▶ Work item
Across these entries, report how many lines include the string "shoe", with nothing but the number.

▶ Extracted records
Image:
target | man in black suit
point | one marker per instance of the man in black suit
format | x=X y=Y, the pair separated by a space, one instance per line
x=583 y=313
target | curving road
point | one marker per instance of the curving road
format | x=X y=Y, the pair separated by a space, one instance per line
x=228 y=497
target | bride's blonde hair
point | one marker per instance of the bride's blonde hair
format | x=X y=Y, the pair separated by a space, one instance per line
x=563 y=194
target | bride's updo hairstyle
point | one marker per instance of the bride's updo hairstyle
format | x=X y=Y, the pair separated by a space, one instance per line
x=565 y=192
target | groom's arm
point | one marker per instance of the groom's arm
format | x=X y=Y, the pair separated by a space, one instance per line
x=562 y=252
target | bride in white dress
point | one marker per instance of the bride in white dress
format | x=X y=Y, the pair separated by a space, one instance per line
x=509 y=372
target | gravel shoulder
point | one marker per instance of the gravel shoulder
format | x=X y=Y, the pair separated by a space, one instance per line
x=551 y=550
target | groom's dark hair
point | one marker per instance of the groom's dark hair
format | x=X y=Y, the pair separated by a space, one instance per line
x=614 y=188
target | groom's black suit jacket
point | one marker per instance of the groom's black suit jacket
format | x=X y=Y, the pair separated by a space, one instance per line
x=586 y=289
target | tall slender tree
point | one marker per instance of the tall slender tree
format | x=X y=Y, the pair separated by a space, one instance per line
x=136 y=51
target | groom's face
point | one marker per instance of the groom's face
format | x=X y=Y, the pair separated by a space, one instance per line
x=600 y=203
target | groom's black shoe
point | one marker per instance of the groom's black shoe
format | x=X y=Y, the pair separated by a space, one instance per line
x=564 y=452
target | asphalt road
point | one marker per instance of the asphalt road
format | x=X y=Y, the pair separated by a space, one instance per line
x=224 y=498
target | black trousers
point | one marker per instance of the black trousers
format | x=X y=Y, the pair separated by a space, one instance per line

▶ Response
2